◆ Problem requirements ◆
Count the lines in the records that contain the word "tree". Reply with that number alone.

◆ Entries supplied ◆
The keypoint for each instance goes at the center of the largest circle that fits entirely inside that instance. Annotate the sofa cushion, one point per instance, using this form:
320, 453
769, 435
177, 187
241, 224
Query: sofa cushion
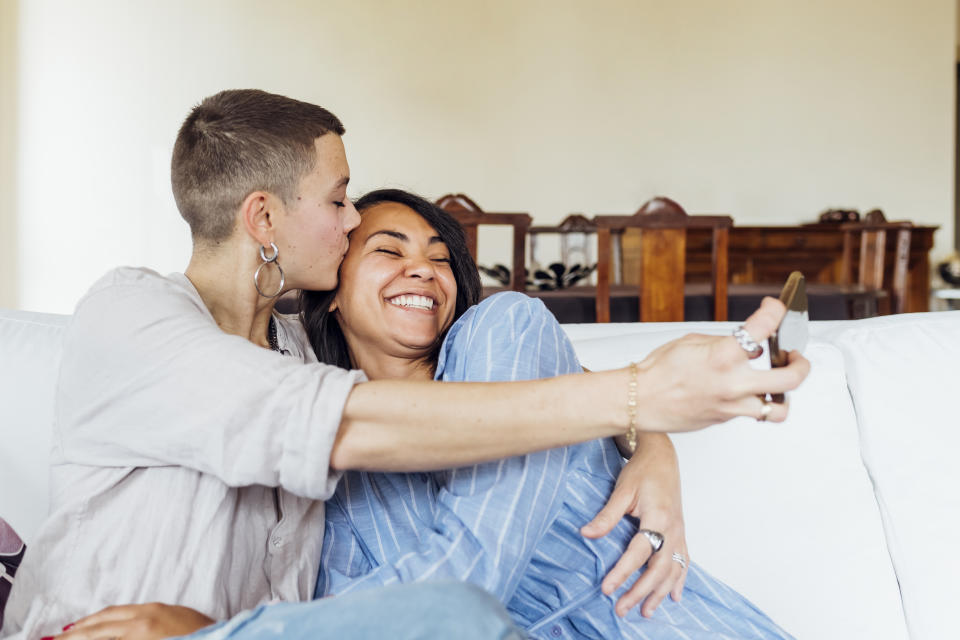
30, 346
820, 539
903, 374
11, 554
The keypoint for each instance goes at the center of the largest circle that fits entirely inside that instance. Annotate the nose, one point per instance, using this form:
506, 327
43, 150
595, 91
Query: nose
351, 217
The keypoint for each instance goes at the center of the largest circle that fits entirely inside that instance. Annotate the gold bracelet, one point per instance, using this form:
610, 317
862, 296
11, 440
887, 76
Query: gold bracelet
632, 408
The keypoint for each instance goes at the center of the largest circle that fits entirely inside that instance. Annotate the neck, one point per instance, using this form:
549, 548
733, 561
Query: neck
224, 281
383, 366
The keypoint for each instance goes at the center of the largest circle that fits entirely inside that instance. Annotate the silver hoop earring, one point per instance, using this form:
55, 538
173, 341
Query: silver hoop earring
266, 261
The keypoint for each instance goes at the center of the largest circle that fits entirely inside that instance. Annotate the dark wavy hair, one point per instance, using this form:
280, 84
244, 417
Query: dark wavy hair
321, 325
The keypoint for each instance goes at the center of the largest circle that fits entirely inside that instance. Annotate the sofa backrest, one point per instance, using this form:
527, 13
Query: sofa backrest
30, 345
904, 375
774, 509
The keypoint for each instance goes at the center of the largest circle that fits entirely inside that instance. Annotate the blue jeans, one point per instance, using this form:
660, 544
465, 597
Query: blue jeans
400, 612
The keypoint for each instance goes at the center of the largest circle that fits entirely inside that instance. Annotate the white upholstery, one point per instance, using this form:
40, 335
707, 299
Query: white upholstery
904, 374
816, 520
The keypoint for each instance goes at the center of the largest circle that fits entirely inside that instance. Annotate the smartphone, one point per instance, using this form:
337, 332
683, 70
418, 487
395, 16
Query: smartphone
794, 330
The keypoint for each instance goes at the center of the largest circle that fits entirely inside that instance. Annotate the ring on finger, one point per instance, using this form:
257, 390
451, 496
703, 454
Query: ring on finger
765, 410
753, 348
655, 538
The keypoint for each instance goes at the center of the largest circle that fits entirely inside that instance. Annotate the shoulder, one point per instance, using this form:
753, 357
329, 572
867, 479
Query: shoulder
128, 305
128, 283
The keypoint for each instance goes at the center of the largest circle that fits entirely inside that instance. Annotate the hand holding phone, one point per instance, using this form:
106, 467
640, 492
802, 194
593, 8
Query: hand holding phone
793, 332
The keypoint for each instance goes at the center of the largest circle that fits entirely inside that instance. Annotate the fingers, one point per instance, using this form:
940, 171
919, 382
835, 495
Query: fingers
652, 587
620, 503
781, 379
677, 592
636, 554
752, 407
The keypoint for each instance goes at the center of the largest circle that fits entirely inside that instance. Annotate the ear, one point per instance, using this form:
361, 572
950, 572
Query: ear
255, 216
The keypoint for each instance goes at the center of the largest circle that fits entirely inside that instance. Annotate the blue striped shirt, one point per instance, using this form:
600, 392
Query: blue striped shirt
512, 526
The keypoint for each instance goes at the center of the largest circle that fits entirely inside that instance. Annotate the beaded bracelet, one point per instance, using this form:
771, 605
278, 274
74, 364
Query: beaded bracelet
632, 408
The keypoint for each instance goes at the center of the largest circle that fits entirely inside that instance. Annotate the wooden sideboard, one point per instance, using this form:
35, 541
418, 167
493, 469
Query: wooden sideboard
767, 255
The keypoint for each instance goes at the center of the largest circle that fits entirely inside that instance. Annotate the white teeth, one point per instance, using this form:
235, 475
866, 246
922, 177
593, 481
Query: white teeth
414, 301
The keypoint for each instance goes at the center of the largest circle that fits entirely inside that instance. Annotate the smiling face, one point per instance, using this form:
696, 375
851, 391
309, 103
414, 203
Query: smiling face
397, 292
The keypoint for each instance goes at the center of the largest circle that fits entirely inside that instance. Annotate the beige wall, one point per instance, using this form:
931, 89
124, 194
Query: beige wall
768, 110
8, 112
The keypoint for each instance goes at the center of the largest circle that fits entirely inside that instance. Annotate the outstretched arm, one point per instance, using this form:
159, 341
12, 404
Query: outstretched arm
685, 385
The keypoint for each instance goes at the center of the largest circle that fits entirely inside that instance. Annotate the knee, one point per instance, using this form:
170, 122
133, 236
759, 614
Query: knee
469, 612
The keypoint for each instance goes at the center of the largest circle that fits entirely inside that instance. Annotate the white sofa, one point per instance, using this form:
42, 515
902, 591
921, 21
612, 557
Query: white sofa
842, 522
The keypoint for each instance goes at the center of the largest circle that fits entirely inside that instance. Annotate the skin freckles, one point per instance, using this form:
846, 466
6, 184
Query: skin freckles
314, 239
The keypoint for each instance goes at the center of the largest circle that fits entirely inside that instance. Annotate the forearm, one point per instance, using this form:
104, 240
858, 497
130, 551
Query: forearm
395, 425
650, 446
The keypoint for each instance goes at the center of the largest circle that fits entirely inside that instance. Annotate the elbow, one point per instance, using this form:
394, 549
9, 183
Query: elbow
352, 449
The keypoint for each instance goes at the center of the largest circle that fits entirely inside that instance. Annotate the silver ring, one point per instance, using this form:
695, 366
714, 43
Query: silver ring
753, 348
655, 538
765, 410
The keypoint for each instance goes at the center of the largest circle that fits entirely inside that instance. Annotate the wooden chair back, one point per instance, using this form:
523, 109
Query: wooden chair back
469, 214
663, 224
872, 265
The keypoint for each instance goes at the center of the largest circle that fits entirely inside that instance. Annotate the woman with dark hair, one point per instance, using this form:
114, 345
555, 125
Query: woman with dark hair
324, 330
404, 309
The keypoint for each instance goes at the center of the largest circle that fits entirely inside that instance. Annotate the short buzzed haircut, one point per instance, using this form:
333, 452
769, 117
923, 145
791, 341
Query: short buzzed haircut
237, 142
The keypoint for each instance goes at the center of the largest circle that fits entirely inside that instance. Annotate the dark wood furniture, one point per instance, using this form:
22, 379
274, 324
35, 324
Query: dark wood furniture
872, 234
827, 301
661, 272
767, 255
469, 214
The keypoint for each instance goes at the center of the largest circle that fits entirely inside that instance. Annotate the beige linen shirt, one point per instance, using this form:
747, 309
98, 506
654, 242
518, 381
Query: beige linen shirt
188, 465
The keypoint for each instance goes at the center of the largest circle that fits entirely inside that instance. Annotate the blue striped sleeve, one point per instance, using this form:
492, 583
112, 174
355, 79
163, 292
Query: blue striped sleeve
486, 520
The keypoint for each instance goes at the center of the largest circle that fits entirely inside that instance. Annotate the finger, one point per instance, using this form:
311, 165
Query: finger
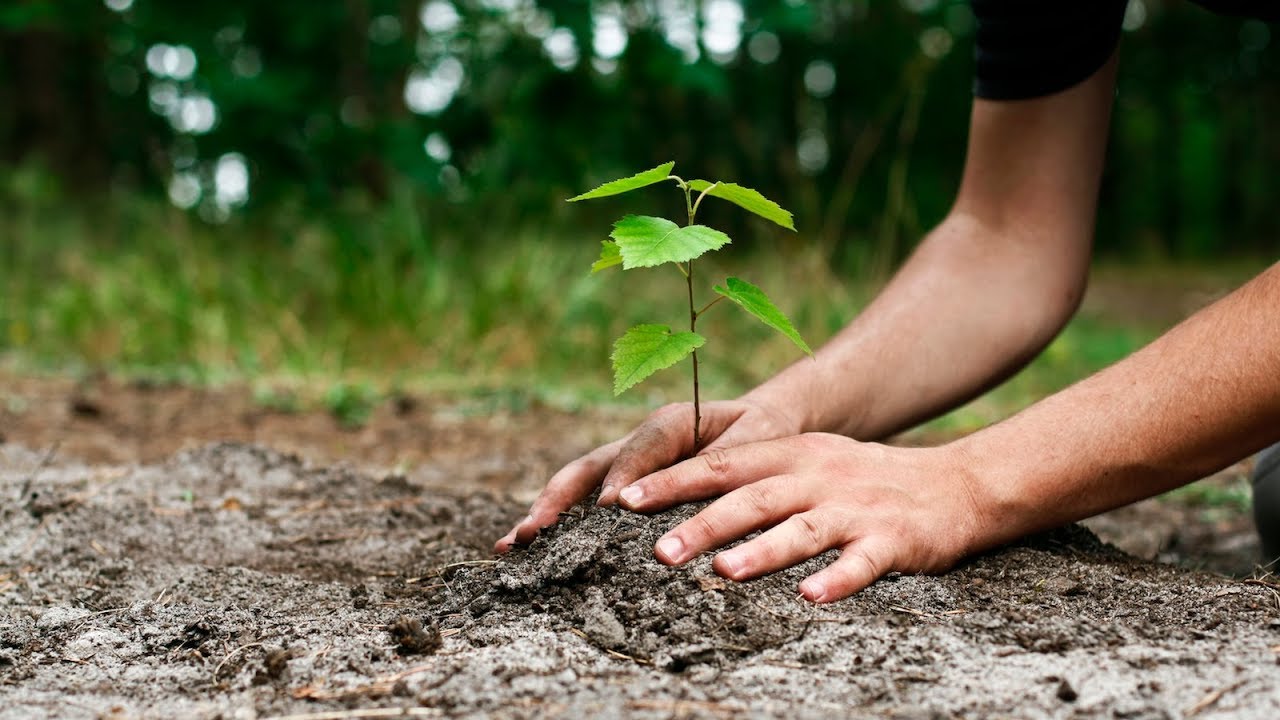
741, 431
566, 488
750, 507
795, 540
662, 440
707, 475
859, 565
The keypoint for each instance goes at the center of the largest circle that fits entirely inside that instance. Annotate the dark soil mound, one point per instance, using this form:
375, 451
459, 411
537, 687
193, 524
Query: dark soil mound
237, 582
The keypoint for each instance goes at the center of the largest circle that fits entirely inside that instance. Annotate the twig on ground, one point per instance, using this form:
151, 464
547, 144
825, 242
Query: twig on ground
232, 654
362, 714
681, 707
382, 686
624, 656
40, 465
1211, 700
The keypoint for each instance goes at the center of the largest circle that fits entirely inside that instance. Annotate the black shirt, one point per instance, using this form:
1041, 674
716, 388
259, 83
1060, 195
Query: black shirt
1034, 48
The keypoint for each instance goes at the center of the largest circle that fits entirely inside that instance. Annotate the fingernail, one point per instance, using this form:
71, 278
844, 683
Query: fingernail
671, 547
732, 563
632, 495
813, 589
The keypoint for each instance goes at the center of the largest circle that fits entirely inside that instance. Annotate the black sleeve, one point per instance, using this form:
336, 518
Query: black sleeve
1034, 48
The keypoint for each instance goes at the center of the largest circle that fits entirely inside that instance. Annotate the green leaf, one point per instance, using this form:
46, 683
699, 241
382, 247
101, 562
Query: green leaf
754, 301
645, 241
746, 199
609, 256
647, 349
627, 185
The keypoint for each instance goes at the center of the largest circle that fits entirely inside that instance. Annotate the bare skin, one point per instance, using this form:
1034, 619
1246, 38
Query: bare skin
981, 296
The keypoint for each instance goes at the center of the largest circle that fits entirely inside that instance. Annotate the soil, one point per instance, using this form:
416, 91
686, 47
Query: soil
184, 579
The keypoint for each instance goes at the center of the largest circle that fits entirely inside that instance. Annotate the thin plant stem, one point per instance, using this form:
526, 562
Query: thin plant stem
693, 324
693, 327
709, 305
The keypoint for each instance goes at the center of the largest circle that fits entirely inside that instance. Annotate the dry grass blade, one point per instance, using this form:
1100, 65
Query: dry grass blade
233, 654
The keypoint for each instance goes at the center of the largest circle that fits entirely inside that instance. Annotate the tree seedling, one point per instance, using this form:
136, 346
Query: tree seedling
643, 241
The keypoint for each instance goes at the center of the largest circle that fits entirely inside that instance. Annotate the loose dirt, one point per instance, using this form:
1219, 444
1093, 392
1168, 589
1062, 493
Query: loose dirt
231, 580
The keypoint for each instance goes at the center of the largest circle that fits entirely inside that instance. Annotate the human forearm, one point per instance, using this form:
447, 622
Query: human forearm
986, 290
970, 308
1194, 401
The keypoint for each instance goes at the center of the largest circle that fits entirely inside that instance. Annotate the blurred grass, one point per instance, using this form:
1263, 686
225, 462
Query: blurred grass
362, 304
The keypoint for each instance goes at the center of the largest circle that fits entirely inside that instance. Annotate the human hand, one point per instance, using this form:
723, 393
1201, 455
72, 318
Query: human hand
886, 509
663, 438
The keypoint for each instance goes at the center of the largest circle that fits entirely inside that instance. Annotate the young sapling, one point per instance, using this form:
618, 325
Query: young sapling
644, 241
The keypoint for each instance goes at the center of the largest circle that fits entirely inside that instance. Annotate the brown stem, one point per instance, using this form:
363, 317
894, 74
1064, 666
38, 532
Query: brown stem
693, 327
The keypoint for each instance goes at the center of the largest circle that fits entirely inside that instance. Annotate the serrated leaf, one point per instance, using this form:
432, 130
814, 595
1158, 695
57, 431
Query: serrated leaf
746, 199
754, 301
627, 185
647, 349
609, 256
645, 241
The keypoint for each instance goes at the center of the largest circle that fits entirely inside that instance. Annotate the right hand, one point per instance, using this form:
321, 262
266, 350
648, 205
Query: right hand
664, 438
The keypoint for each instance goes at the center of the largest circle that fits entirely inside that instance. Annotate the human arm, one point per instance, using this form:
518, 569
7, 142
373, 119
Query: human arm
983, 292
1196, 400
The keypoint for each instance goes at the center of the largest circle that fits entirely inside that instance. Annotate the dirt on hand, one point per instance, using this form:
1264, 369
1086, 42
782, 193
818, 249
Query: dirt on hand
237, 582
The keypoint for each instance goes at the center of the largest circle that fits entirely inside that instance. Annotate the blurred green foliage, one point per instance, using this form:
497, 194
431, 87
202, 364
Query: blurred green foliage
849, 112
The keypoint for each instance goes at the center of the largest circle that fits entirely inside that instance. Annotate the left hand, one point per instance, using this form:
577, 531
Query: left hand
886, 509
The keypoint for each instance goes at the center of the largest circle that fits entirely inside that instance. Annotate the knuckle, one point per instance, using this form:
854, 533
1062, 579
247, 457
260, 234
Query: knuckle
702, 528
717, 461
867, 568
757, 499
810, 531
662, 482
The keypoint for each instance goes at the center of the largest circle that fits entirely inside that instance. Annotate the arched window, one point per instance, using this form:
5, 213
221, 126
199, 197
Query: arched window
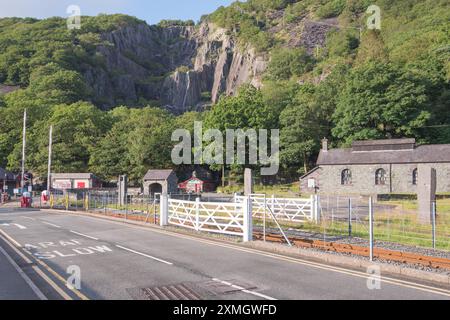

◆ Written answer ◆
2